SET EXERCISE 1 — In the records, begin at the line that contains "the player's knee" and stop after the line that contains "[(122, 155), (68, 202)]", and write out those lines exactly as they appear there.

EXTRACTED TEXT —
####################

Sunday, September 14, 2008

Dalit Identity & Politics of Access to Land: Will It Really Help Dalit Liberation?

IN INDIA, dalits and adivasis are on struggle, mainly for right to land. The adivasi, dalit land question today is one of most critical issues in the country. From Singur to Chengara, the anti-globalization campaigners to Gandhian satyagrahis to cause junkies to causeless politicians looking for a saleable slogan, are now speaking about dalits, adivasis and their right to land.

No doubt, adivasis and dalits were denied access to land and their lands were alienated treacherously by the vested interests and crooks. In Kerala, the Adivasi Land Alienation (Prevention) Act which sought to stop this trend and restore the land to the original owners) was watered down to such an extent that the adivasis who were owners of huge chunks of forest lands are now left with nothing.

Still, the present struggles raise some other questions relating to the strategy and slogans of these struggles. Here is a post I made to a discussion groups on the issue:

Will access to land help dalits and the other most disadvantaged sections in our society liberate themselves really from their slavery and poverty? In reality, how far these struggles like Chengara where access to land is made the central point will help dalits?

I am really confused here because I do have a sneaking doubt that for all practical purposes, the projection of land and land alone as the central feature of dalit life and identity would only help perpetuate their past and present miserable state of affairs. In fact, when they agitate for land and land alone and not for anything else, they are accepting an asset that had always been a curse, keeping them in the social position that they found themselves in, all these years, all these generations.

I am extremely doubtful whether those anti-globalization movements, those romantics who are convinced industries are bad and must be kept out at whatever cost, who now come to the aid of dalits and landless, would really help dalits. They are opposed to globalization because they are disturbed about the familiar, laid back idyllic life going for ever. They now enlist dalits only because they are suitable allies for the time being. Look at their priorities: They do not want manufacturing industries that will pollute (but will ensure more jobs to unskilled and semi-skilled people from dalits and adivasis) and they are fine with high-tech industries like information technology that would not pollute and would ensure good jobs for their kids …

I think Chandra Bhan Prasad and Sree Narayana Guru were right. Prasad says globalization and industrialization would help dalits lose for ever their segregated existence, will take them into a kind of existence that will make them part of a global work force with no name, no caste, and no discrimination on the basis of mere birth.

Guru said, for him what was important was fighting this segregation than the fight against British colonialism, whom some Chalappuram-based lawyers were waging hammer and tongs in their own drawing rooms, which at a later stage Muhammed Abdurahman called Sunday Congress. Still, people even today are asking where had been the Guru and his people when "we" were fighting for freedom! Well, those tapping toddy at tree tops never knew they had lost freedom in the first place because they never had any freedom to speak of.

So I wonder, perhaps this dalit identity that non- dalits are quite vocal of these days can be the most dangerous trap the dalits are falling into in their current social and economic plight? Why not at least think of a subaltern identity?


chespeak said...

Damodar Prasad writes in an email:

Absolute agreement.

####################

MATERIAL SUPPLIED —
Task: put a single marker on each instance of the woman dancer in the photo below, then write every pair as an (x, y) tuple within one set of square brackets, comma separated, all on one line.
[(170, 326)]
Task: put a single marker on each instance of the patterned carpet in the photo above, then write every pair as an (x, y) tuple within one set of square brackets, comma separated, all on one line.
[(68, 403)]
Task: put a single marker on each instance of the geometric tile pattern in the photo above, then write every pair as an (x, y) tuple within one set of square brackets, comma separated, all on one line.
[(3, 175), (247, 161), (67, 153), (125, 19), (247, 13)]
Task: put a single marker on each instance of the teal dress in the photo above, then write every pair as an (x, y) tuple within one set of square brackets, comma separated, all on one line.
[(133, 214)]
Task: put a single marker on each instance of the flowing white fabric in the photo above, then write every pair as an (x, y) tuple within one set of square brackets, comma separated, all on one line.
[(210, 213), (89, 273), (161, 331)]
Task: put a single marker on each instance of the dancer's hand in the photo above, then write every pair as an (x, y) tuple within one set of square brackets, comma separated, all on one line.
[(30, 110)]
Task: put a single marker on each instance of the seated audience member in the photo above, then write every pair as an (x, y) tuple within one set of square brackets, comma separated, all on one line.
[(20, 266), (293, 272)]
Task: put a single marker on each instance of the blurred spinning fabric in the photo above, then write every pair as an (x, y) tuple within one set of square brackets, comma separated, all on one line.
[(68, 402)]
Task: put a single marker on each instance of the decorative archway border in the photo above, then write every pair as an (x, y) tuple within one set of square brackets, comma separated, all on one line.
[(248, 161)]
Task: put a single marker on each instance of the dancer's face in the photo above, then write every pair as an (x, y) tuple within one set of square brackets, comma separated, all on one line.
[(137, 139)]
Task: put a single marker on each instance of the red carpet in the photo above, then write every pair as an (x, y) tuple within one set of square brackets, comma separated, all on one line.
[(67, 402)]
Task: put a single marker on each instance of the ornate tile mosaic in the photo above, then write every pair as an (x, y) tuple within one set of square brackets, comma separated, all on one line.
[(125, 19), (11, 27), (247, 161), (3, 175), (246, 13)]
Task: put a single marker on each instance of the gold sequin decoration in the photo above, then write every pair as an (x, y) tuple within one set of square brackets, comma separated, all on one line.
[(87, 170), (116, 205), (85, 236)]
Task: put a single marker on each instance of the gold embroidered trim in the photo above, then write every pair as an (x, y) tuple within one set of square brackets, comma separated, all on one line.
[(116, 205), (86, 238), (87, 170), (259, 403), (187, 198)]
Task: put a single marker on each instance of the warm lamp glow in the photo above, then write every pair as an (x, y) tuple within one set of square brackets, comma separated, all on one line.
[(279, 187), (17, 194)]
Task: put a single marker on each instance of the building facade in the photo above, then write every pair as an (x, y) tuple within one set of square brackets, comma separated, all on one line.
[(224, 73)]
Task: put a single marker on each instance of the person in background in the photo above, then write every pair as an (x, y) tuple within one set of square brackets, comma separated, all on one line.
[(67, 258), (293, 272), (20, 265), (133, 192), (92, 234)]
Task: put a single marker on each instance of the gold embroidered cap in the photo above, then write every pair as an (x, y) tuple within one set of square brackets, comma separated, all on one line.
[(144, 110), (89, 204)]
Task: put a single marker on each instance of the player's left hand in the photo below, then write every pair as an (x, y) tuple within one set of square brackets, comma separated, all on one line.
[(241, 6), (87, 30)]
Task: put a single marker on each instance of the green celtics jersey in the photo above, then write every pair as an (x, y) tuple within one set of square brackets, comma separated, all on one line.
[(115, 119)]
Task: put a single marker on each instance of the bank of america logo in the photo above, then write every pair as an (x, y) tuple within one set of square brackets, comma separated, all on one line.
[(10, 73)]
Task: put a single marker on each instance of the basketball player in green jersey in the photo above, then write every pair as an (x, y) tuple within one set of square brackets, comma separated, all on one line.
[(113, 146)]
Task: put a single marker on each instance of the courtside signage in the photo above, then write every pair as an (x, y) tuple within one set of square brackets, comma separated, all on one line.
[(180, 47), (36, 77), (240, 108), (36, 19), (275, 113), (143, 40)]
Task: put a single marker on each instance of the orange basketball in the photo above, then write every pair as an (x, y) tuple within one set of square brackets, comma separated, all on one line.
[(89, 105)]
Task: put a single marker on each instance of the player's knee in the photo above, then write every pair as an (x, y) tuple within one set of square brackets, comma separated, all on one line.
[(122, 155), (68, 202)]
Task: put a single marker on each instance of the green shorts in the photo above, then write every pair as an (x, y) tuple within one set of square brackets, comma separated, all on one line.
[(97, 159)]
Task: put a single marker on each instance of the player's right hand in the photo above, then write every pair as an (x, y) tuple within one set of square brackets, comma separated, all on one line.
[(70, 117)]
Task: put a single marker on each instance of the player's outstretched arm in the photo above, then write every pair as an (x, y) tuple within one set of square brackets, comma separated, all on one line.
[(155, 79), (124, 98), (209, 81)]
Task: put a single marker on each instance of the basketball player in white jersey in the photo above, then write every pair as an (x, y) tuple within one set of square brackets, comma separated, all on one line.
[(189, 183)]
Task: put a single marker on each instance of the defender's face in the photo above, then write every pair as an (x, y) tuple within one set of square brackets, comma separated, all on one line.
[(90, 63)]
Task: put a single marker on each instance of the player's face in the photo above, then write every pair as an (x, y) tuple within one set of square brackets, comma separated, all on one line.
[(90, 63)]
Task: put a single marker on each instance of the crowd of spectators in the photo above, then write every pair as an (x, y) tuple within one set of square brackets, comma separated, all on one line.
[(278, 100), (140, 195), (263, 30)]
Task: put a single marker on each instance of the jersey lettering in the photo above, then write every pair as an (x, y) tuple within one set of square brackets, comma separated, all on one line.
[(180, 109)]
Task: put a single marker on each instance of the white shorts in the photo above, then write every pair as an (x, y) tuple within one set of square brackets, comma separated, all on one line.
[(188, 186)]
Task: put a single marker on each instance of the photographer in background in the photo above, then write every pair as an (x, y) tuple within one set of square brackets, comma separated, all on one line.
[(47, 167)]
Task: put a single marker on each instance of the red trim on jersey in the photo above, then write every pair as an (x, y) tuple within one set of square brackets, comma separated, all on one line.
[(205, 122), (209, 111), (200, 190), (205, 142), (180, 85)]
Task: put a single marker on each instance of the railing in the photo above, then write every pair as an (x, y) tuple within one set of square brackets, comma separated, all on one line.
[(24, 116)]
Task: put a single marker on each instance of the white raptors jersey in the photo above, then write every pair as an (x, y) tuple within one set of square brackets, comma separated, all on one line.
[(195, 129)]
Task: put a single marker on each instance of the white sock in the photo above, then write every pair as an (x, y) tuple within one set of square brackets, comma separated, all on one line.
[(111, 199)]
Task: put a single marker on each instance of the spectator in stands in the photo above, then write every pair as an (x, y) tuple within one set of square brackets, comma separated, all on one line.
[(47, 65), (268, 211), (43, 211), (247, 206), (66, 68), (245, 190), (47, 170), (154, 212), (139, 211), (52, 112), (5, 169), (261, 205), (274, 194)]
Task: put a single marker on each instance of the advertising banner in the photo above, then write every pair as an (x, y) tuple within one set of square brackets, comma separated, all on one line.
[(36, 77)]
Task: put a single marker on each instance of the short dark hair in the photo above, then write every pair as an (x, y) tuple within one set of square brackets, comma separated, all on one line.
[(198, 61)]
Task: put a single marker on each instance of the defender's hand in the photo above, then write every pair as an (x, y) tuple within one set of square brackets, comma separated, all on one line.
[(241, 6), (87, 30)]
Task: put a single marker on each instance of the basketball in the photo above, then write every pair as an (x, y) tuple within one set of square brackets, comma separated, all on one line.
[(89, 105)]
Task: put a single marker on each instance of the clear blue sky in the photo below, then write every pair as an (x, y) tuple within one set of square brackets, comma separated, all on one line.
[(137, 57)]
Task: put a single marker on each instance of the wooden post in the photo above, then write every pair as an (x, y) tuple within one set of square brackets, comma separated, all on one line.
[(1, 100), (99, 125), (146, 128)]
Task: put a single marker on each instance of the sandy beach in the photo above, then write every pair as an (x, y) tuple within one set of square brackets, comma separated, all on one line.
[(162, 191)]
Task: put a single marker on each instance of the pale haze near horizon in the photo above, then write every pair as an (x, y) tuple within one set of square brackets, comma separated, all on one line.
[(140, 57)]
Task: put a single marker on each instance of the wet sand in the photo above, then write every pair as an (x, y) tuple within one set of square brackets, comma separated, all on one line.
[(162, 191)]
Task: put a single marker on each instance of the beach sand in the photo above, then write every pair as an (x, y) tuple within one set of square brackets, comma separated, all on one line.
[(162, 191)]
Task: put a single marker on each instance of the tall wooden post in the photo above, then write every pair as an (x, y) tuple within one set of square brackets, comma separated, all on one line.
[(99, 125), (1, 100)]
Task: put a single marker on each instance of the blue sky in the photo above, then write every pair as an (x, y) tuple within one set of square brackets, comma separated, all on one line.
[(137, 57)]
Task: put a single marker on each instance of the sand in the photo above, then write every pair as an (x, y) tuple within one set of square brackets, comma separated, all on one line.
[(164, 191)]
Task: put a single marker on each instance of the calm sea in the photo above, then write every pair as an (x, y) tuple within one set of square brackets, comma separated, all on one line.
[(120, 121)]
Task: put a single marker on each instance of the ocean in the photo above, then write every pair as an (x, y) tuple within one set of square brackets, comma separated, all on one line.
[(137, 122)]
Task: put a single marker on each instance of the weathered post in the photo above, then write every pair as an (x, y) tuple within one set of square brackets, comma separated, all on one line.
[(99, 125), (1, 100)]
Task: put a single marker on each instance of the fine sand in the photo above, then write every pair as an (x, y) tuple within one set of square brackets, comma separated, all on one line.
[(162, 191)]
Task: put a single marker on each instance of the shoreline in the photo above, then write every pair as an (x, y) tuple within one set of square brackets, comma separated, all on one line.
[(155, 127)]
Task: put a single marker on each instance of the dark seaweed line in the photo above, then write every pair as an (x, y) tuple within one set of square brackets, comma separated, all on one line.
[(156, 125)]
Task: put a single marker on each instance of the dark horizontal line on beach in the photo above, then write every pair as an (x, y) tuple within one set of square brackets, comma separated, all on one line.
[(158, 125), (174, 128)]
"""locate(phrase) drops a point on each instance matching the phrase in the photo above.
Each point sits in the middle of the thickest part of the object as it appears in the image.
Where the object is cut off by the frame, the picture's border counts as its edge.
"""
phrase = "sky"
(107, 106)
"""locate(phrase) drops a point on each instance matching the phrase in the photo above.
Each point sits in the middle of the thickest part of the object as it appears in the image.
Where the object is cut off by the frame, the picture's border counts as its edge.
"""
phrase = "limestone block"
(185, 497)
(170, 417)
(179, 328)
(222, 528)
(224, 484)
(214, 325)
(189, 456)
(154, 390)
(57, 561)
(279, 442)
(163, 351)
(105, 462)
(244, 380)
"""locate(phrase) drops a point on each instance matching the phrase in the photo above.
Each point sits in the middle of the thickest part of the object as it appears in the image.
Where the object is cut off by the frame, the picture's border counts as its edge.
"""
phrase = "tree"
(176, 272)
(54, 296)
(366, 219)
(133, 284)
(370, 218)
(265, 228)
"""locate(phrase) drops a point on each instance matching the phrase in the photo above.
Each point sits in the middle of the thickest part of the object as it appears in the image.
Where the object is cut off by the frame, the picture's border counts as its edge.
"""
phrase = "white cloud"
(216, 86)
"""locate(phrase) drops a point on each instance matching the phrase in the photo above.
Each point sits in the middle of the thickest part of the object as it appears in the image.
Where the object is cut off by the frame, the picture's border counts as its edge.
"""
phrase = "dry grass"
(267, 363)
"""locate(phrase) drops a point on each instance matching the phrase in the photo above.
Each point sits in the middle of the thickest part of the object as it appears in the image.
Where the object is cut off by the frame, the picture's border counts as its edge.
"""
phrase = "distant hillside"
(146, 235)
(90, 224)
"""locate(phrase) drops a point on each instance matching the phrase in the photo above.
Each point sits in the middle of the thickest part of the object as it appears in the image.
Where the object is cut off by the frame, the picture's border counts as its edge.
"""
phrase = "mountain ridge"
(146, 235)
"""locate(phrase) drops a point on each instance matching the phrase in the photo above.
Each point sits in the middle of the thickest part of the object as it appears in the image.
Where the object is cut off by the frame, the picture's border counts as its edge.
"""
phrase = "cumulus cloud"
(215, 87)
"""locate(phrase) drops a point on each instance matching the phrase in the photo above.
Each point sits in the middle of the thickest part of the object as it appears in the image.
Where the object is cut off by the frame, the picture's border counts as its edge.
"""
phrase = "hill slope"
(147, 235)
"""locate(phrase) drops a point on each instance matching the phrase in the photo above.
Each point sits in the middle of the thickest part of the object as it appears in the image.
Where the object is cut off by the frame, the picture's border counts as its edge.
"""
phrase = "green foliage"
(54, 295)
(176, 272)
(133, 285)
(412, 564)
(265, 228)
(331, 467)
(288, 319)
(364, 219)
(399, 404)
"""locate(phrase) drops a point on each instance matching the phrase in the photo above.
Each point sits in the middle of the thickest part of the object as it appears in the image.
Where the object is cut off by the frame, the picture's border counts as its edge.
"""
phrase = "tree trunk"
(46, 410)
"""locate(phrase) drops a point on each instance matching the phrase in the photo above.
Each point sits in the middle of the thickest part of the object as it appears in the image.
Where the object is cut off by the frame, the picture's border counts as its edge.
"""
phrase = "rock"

####################

SET EXERCISE 2 — From the post on dalit identity and access to land, reproduce the passage word for word, beginning at the words "Dalit Identity &" and stopping after the words "left with nothing.".

PROBLEM SOLUTION 1 —
Task: put a single marker on each instance of the player's knee in the photo above, then write every pair as an (x, y) tuple within one set of square brackets, comma separated, all on one line.
[(122, 155), (68, 202)]

PROBLEM SOLUTION 2 —
Dalit Identity & Politics of Access to Land: Will It Really Help Dalit Liberation?

IN INDIA, dalits and adivasis are on struggle, mainly for right to land. The adivasi, dalit land question today is one of most critical issues in the country. From Singur to Chengara, the anti-globalization campaigners to Gandhian satyagrahis to cause junkies to causeless politicians looking for a saleable slogan, are now speaking about dalits, adivasis and their right to land.

No doubt, adivasis and dalits were denied access to land and their lands were alienated treacherously by the vested interests and crooks. In Kerala, the Adivasi Land Alienation (Prevention) Act which sought to stop this trend and restore the land to the original owners) was watered down to such an extent that the adivasis who were owners of huge chunks of forest lands are now left with nothing.